WHAT THE TASK REQUIRES: Report each line in the items below that contains the string "woman", copying the whole line, and treat case as significant when matching.

PROVIDED INFORMATION:

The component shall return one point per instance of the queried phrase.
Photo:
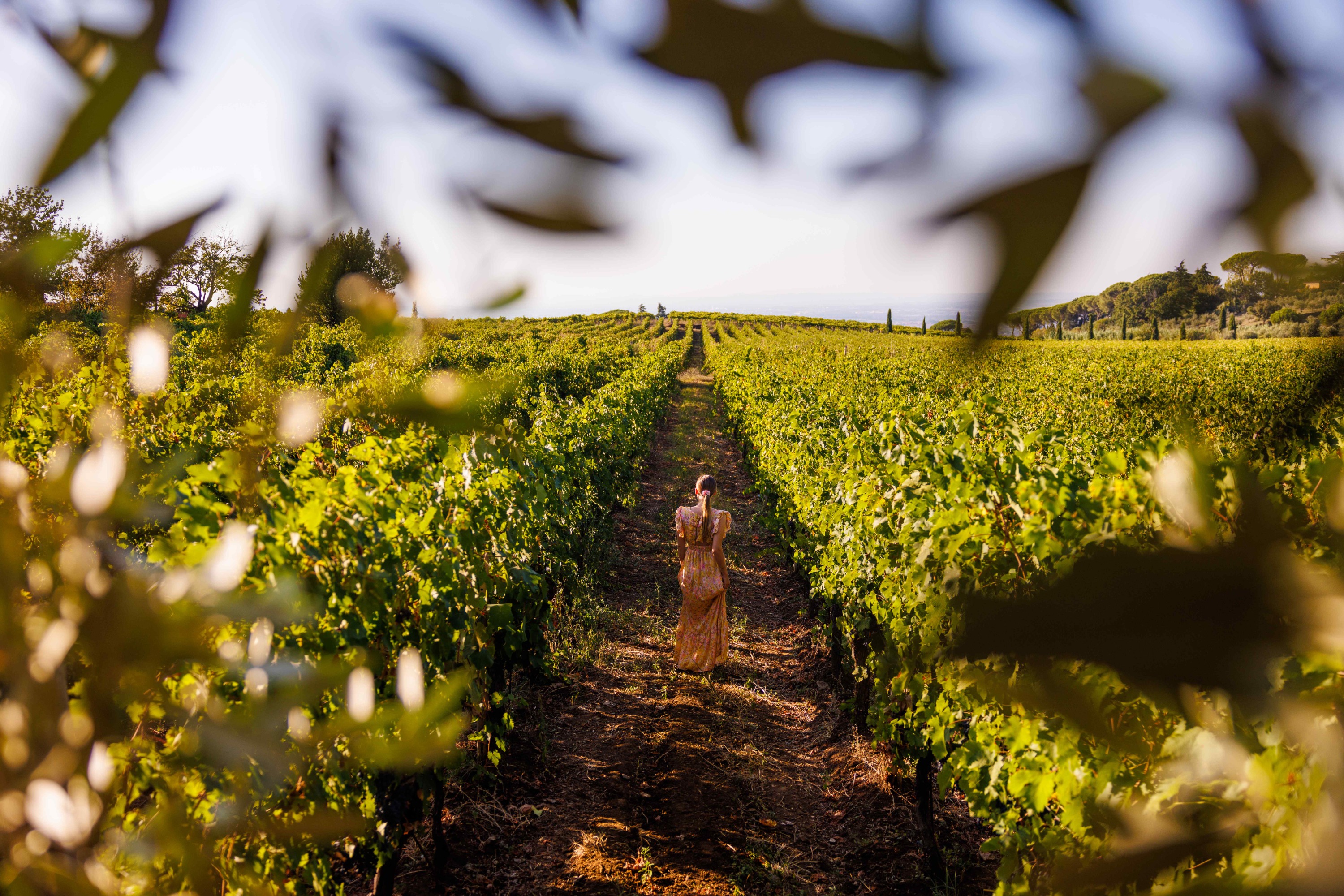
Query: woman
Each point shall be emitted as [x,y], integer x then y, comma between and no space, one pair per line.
[702,636]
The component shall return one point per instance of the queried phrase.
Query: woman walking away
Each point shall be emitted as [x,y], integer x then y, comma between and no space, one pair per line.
[702,636]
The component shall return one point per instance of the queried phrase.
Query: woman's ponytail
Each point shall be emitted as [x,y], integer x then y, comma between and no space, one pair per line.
[710,488]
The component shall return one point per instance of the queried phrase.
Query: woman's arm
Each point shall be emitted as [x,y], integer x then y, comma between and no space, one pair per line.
[721,560]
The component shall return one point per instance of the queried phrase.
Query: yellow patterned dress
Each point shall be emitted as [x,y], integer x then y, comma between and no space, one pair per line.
[702,636]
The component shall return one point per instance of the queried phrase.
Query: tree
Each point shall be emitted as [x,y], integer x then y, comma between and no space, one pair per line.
[30,225]
[202,272]
[1241,265]
[27,214]
[353,252]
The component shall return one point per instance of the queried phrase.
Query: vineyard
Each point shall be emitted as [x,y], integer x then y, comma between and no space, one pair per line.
[276,595]
[279,599]
[909,480]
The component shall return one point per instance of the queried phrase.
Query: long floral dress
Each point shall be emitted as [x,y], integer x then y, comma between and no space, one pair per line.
[702,634]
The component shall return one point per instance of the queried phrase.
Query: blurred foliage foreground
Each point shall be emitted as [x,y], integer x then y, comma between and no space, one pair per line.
[265,577]
[1127,655]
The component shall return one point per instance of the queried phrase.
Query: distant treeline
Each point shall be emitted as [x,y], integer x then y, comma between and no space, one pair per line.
[1258,284]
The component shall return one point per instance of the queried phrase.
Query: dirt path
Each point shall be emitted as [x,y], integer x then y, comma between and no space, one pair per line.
[635,778]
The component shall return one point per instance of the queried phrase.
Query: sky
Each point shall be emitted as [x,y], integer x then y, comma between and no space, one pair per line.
[705,224]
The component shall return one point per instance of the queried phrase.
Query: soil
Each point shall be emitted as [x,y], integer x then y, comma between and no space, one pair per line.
[635,778]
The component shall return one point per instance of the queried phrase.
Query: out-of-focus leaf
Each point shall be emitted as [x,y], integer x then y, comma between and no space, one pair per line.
[734,49]
[1045,688]
[1160,618]
[1119,97]
[467,406]
[1142,867]
[322,827]
[168,241]
[568,218]
[1283,178]
[545,6]
[1030,218]
[134,60]
[85,52]
[551,131]
[1066,7]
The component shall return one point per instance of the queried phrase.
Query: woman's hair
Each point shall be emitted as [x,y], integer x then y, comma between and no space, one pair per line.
[707,484]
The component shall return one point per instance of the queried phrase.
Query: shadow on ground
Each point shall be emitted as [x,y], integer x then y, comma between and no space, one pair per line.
[633,778]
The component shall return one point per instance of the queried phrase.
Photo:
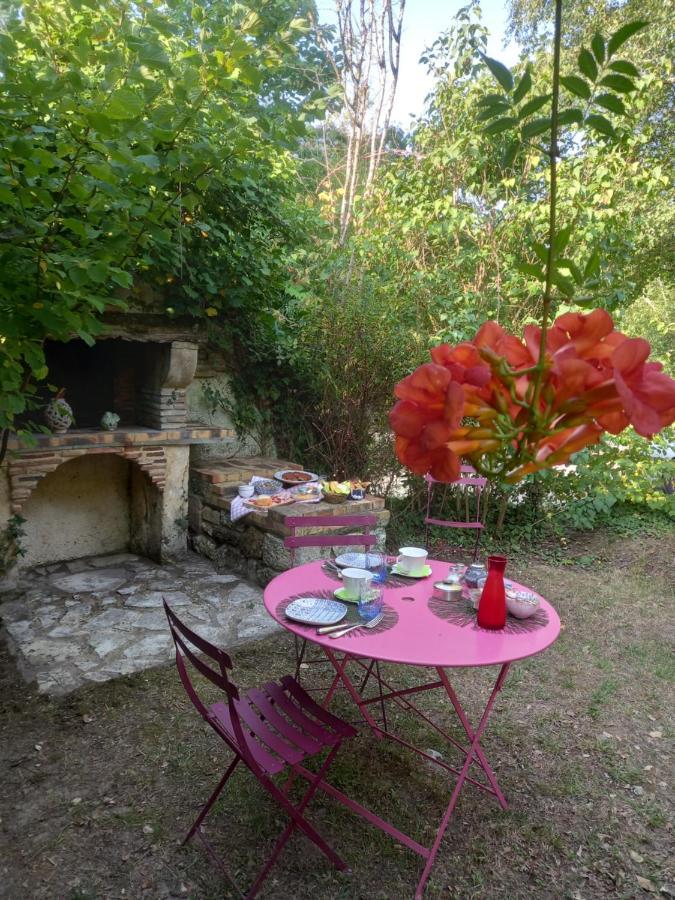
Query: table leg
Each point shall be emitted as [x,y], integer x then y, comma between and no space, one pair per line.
[474,737]
[340,665]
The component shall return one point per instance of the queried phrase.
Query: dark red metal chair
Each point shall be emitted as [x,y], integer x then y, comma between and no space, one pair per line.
[270,730]
[471,482]
[293,541]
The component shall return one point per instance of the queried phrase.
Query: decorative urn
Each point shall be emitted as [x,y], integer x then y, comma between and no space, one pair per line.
[59,414]
[109,421]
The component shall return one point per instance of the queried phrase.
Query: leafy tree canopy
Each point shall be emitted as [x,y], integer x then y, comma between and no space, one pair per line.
[138,139]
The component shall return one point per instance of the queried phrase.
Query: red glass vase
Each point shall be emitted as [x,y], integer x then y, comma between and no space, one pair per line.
[492,605]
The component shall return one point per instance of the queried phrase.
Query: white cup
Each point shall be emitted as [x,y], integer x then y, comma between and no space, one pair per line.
[412,559]
[353,579]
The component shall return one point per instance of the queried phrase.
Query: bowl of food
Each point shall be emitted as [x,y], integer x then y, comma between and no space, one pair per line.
[336,491]
[267,486]
[294,477]
[522,604]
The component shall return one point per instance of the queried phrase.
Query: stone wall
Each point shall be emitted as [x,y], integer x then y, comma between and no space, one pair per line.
[208,397]
[81,510]
[253,546]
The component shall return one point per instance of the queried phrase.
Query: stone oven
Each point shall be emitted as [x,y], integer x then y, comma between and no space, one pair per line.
[90,491]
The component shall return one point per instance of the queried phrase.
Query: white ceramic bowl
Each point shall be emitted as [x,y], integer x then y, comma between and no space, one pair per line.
[353,579]
[412,559]
[522,604]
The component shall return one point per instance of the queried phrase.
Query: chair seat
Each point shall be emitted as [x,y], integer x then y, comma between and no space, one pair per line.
[282,724]
[446,524]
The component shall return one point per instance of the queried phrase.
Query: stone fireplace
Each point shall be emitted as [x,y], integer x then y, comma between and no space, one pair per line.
[91,491]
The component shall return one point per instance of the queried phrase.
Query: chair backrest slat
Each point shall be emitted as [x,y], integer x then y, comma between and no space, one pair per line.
[330,540]
[469,479]
[336,539]
[359,521]
[182,638]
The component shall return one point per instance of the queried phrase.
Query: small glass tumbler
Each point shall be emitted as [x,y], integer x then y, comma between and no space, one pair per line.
[371,601]
[377,563]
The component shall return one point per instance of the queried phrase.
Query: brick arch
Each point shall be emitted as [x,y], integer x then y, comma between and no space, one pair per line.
[28,469]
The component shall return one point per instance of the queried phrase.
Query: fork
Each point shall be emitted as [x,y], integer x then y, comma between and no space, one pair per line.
[373,622]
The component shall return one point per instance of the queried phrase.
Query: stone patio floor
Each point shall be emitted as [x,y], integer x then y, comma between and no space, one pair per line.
[93,619]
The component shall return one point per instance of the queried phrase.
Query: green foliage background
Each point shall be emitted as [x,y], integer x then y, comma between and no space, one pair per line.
[179,146]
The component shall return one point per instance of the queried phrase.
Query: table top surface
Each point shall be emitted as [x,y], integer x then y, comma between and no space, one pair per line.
[416,631]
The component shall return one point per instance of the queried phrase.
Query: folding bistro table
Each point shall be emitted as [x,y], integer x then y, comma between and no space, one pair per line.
[418,630]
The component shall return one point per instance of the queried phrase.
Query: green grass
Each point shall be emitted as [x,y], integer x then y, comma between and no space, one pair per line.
[570,739]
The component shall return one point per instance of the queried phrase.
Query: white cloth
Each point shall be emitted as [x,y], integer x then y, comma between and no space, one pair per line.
[238,508]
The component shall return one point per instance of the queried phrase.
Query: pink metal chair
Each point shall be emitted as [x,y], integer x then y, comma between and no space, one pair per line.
[293,541]
[364,539]
[269,730]
[472,482]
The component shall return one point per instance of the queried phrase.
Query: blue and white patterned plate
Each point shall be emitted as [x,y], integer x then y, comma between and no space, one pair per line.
[357,561]
[316,611]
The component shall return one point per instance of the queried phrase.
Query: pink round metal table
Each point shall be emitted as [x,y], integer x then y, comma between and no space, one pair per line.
[417,634]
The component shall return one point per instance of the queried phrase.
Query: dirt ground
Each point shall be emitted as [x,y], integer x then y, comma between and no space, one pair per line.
[99,787]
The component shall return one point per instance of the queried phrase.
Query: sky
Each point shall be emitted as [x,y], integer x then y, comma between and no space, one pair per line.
[423,21]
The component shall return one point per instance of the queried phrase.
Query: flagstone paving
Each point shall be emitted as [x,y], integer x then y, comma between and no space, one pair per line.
[93,619]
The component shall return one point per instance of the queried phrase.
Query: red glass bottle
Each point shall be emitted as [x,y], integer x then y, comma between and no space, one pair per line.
[492,605]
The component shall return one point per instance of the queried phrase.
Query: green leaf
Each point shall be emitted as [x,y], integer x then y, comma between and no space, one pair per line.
[562,239]
[598,47]
[490,112]
[601,125]
[86,337]
[522,88]
[612,103]
[626,68]
[510,154]
[153,56]
[576,85]
[500,125]
[500,72]
[489,99]
[124,104]
[533,105]
[592,265]
[149,160]
[536,126]
[618,83]
[531,269]
[563,284]
[622,34]
[541,250]
[570,116]
[587,64]
[572,267]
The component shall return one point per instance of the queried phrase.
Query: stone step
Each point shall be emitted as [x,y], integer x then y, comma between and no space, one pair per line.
[237,470]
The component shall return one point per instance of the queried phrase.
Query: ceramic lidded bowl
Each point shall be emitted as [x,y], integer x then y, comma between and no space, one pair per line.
[267,486]
[109,421]
[522,604]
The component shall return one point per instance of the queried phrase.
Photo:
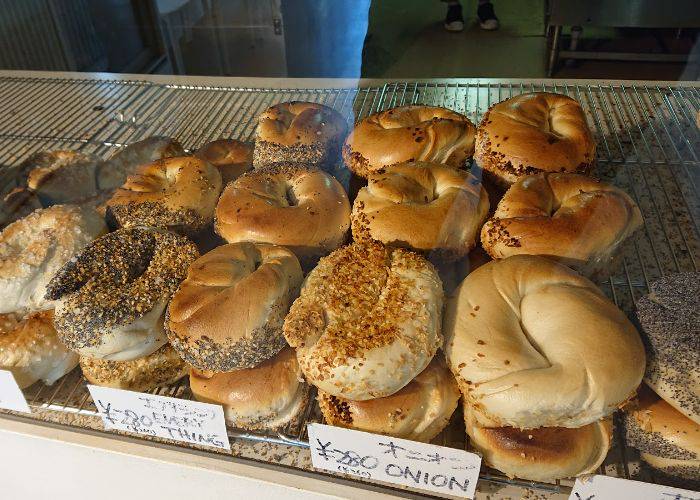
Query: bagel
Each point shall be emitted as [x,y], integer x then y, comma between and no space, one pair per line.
[287,204]
[34,248]
[269,396]
[670,316]
[423,206]
[409,133]
[571,218]
[532,133]
[178,193]
[519,327]
[367,321]
[231,157]
[160,368]
[30,349]
[303,132]
[667,439]
[419,411]
[111,297]
[228,312]
[545,454]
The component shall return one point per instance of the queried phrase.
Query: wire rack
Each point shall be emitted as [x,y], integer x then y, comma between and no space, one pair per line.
[647,144]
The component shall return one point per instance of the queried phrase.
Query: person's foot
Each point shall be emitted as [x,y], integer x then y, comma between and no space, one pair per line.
[487,17]
[454,20]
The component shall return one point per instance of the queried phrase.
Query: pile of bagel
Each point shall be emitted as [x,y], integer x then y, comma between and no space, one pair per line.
[255,269]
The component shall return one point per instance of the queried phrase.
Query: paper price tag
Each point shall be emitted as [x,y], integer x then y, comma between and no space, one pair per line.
[399,461]
[11,396]
[172,418]
[612,488]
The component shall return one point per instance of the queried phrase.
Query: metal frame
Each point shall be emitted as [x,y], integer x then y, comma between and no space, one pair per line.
[647,144]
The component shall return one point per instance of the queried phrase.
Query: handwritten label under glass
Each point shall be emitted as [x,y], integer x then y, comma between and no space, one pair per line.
[11,396]
[613,488]
[398,461]
[160,416]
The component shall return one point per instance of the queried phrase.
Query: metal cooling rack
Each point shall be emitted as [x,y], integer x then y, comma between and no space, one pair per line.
[647,145]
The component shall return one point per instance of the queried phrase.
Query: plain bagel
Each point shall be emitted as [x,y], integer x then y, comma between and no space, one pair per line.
[367,320]
[533,133]
[228,312]
[571,218]
[409,133]
[112,296]
[518,327]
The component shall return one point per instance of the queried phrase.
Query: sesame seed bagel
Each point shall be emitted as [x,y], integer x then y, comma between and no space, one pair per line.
[571,218]
[545,454]
[112,296]
[409,133]
[160,368]
[670,319]
[178,193]
[424,206]
[228,313]
[34,248]
[269,396]
[660,433]
[30,349]
[518,327]
[289,204]
[532,133]
[367,320]
[231,157]
[304,132]
[419,411]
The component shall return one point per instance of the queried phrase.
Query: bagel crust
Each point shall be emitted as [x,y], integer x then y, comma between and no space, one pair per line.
[423,206]
[297,131]
[409,133]
[419,411]
[519,327]
[228,313]
[367,320]
[112,296]
[178,193]
[571,218]
[532,133]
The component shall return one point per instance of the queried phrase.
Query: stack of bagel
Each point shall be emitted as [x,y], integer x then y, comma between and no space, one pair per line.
[255,269]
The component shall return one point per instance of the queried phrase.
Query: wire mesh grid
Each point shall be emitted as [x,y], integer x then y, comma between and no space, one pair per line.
[647,144]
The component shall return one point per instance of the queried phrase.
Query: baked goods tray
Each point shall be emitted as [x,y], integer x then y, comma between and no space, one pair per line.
[647,144]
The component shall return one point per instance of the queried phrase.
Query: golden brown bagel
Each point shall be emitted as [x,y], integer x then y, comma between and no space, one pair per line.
[231,157]
[304,132]
[423,206]
[532,133]
[419,411]
[545,454]
[297,206]
[266,397]
[571,218]
[409,133]
[228,313]
[519,327]
[178,193]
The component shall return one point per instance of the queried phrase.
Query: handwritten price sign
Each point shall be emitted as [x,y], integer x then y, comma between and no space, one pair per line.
[398,461]
[159,416]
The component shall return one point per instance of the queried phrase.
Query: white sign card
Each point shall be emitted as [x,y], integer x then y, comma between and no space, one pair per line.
[160,416]
[612,488]
[399,461]
[11,396]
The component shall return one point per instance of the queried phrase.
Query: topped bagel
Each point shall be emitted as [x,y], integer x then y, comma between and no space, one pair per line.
[177,193]
[534,344]
[532,133]
[409,133]
[112,296]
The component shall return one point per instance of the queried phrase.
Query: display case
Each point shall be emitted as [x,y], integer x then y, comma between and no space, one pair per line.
[646,141]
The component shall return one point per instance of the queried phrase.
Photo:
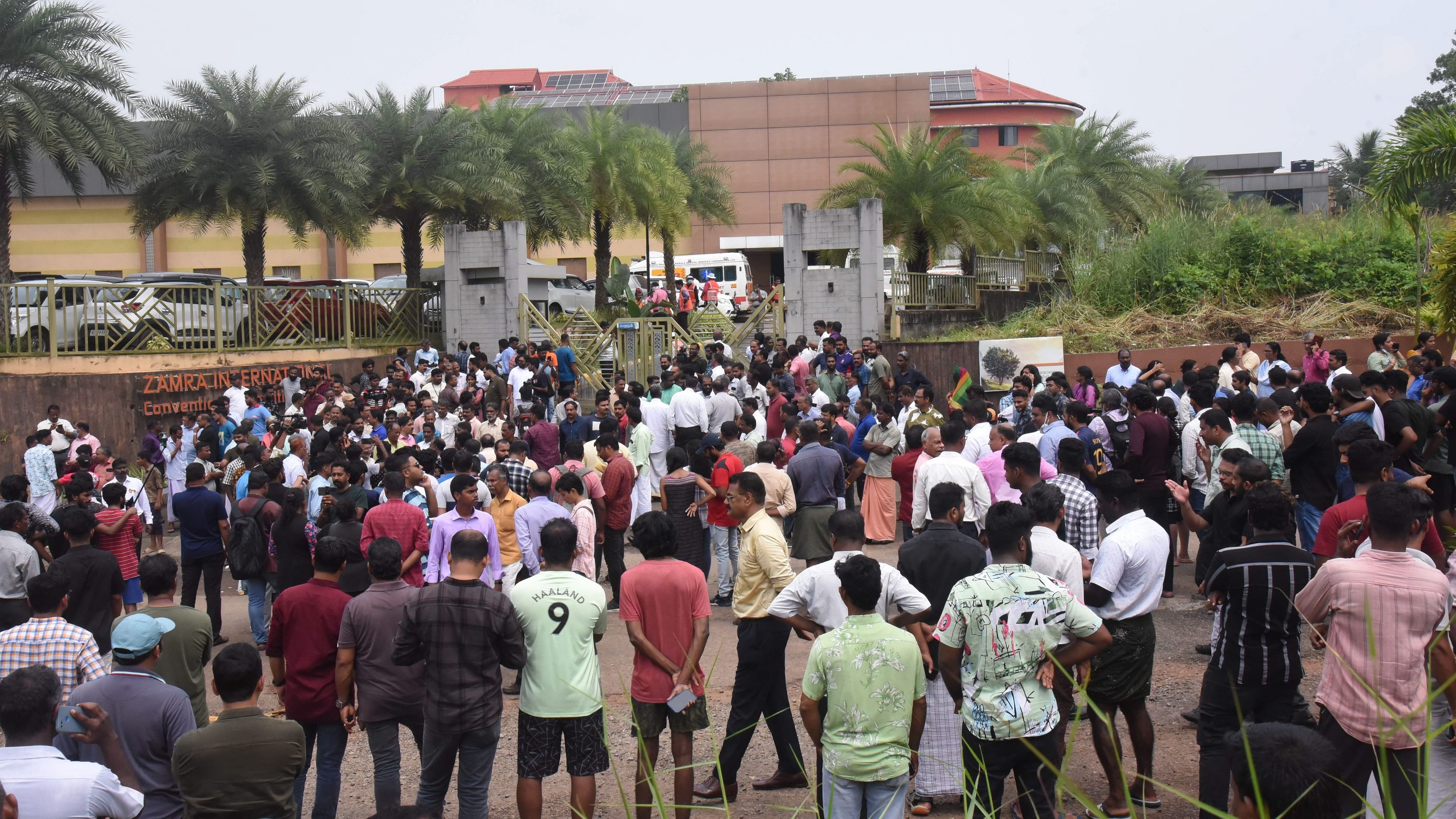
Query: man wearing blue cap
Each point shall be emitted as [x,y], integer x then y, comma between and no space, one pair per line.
[146,713]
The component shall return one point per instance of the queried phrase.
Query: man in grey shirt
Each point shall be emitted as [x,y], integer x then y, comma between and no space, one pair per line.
[147,715]
[389,696]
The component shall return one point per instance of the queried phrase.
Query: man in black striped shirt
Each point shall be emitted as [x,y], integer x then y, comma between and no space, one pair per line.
[1254,671]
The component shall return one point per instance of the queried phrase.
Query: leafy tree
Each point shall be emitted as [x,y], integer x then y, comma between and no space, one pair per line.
[935,193]
[708,197]
[1001,363]
[238,151]
[1352,165]
[627,167]
[63,100]
[420,162]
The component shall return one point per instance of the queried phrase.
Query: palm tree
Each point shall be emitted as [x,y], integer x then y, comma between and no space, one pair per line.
[418,164]
[625,165]
[708,197]
[934,190]
[1422,152]
[545,168]
[238,151]
[1109,158]
[63,100]
[1350,170]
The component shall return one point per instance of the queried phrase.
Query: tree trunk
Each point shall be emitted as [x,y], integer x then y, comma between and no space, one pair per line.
[254,257]
[411,248]
[669,263]
[6,276]
[602,239]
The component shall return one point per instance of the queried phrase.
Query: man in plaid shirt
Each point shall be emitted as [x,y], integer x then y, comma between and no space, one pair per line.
[1079,522]
[48,640]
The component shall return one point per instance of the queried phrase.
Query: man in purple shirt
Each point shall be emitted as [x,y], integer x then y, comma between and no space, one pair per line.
[531,518]
[542,438]
[463,489]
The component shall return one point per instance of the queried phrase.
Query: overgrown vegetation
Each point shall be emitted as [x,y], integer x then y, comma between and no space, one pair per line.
[1187,279]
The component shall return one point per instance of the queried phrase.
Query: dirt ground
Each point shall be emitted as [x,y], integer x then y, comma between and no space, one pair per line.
[1181,624]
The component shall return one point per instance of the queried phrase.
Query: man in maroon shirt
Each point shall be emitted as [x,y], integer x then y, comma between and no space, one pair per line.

ANSWER TO THIS TASK:
Query: woman
Query: woman walking away
Query: woman's ponytail
Query: woman's arm
Query: woman's hair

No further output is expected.